**To do**
Lines from the one containing "Ground the truck cab." through the last one in the data below: write them out word for word, and only them.

**Data in this exercise**
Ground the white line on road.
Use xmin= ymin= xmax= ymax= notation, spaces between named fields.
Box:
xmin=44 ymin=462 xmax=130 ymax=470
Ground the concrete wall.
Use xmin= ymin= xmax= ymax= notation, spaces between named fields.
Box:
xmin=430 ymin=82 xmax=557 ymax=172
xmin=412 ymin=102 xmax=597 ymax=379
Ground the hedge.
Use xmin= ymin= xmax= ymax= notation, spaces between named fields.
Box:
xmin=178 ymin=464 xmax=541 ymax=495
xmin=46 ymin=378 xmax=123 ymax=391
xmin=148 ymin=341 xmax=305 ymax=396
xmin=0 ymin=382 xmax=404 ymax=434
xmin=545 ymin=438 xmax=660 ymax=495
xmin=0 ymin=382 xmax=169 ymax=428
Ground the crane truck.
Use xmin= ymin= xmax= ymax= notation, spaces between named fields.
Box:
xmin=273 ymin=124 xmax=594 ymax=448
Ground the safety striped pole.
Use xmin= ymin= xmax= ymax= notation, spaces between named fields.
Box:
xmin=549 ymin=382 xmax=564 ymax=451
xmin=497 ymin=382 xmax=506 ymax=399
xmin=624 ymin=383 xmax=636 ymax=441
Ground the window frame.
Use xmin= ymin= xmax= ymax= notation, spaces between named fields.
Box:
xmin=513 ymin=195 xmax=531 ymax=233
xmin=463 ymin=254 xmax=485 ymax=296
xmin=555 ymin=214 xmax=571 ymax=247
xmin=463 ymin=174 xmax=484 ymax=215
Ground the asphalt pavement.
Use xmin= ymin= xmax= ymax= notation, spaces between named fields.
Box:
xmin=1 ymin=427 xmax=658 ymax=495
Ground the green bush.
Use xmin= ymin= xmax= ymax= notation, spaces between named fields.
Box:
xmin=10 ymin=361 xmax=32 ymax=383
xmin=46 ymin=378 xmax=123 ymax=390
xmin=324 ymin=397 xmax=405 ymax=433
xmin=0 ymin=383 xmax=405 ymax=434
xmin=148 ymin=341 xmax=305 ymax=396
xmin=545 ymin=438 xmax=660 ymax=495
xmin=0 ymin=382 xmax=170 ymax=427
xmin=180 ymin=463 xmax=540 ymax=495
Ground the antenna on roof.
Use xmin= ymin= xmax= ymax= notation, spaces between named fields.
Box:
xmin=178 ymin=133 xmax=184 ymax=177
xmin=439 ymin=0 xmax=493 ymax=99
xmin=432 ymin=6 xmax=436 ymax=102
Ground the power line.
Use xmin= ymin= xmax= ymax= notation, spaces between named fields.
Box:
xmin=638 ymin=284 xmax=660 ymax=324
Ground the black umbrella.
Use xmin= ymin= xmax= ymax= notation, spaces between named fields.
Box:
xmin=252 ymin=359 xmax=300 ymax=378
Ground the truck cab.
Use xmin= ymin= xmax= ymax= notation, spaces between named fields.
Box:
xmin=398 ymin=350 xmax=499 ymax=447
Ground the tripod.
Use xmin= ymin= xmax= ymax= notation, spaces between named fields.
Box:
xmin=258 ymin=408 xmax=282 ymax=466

**Written response**
Ground the truck cab.
Use xmin= ymin= xmax= ymax= notation, spaces between named fields.
Box:
xmin=398 ymin=350 xmax=499 ymax=447
Ground the tripod.
Use xmin= ymin= xmax= ymax= notation, spaces between named fields.
Box:
xmin=258 ymin=408 xmax=282 ymax=466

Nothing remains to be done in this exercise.